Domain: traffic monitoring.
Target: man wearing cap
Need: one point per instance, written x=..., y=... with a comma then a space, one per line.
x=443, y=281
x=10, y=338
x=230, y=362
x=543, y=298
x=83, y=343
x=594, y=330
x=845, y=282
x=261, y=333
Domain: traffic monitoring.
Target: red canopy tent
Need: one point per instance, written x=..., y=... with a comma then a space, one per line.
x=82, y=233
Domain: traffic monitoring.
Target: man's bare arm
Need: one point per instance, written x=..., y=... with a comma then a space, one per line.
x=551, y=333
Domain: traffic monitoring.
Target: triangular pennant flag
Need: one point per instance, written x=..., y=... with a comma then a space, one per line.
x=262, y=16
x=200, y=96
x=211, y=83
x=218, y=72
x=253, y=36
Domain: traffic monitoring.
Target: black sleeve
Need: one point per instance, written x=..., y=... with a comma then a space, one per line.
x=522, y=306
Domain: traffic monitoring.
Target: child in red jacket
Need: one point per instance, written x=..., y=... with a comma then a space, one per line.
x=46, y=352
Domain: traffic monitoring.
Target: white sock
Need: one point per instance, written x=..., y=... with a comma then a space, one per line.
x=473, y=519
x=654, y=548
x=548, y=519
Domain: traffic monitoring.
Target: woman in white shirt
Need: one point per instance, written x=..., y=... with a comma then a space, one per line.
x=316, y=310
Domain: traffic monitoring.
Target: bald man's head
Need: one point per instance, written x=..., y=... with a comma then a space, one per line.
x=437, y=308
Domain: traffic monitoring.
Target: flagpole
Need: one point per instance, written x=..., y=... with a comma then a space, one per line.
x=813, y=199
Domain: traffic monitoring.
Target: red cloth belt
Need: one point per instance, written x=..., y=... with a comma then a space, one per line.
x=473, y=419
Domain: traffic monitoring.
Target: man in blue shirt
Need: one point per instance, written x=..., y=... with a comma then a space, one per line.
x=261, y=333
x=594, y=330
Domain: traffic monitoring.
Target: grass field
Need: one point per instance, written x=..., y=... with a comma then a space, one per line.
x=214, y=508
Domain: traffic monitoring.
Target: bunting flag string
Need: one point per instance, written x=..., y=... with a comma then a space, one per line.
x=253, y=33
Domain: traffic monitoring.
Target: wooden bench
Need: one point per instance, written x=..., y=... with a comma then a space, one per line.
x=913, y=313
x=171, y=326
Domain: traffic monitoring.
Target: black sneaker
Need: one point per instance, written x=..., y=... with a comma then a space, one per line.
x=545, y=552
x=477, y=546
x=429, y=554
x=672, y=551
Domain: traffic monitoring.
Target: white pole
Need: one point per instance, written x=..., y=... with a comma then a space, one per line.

→ PROBLEM STATEMENT:
Rewrite the listing above, changing "traffic monitoring" to "event surveillance" everywhere it appears and leaving everything else as it is.

→ TASK SOLUTION:
Domain: event surveillance.
Target: man wearing cap
Need: one point per instance, written x=..., y=... with a comma then a space, one per line.
x=443, y=281
x=10, y=338
x=230, y=362
x=543, y=298
x=83, y=343
x=594, y=330
x=845, y=282
x=261, y=333
Domain: event surveillance.
Target: red canopy tent
Need: one point per instance, written x=..., y=... with a comma then a space, one per line.
x=82, y=233
Domain: event surveillance.
Target: man's bare arm
Need: one point per instance, written x=..., y=... with a comma then a space, one per line.
x=551, y=333
Domain: event surveillance.
Target: triangular pennant flag
Need: one point per instance, written x=..., y=... with a comma then a space, one per line.
x=262, y=16
x=200, y=96
x=211, y=83
x=218, y=72
x=253, y=36
Domain: event surveillance.
Target: black sleeve
Need: one point per instance, written x=..., y=... with a comma then a space, one per line.
x=522, y=306
Domain: event surveillance.
Target: child in red jacket
Need: one point per instance, written x=..., y=... with a comma then a space, one per line.
x=46, y=352
Domain: event surveillance.
Target: white sock
Need: one point per instance, written x=..., y=... with a comma then a space, one per line.
x=473, y=519
x=654, y=548
x=548, y=519
Domain: event surveillance.
Target: woman in white shirt
Need: one point per instance, written x=..., y=... with a comma then a space, one per line.
x=316, y=310
Domain: event surveillance.
Target: bald man's head
Need: one point per instance, written x=..., y=... with a comma then a space, one per line.
x=437, y=308
Domain: event surveillance.
Target: flagpole
Need: one point per instance, written x=..., y=... with a comma then a space, one per line.
x=813, y=199
Domain: event surveillance.
Target: red cloth belt
Need: one point per instance, written x=..., y=... with a comma then a space, one per line.
x=473, y=419
Domain: event surveillance.
Target: man in blue shirt
Need: one point per instance, written x=..., y=... with a comma then a space, one per line.
x=261, y=333
x=594, y=330
Domain: event surveillance.
Target: grass field
Need: one point per instance, written x=..., y=... with a comma then a space, one per line.
x=214, y=508
Domain: event surveillance.
Target: bunting flag string
Need: one point per instance, written x=..., y=... with a comma then a space, one per line.
x=253, y=33
Domain: event surveillance.
Target: wooden bench
Need: one point per instance, written x=..., y=... with a comma then a space, one per line.
x=913, y=313
x=171, y=326
Domain: event surveillance.
Target: black sneaker
Need: one point per instance, written x=..., y=... with a comma then a space, one per line.
x=545, y=552
x=477, y=546
x=429, y=554
x=672, y=551
Domain: event surveillance.
Target: white pole
Need: one point per instance, written x=..., y=... with a comma then a space, one per line.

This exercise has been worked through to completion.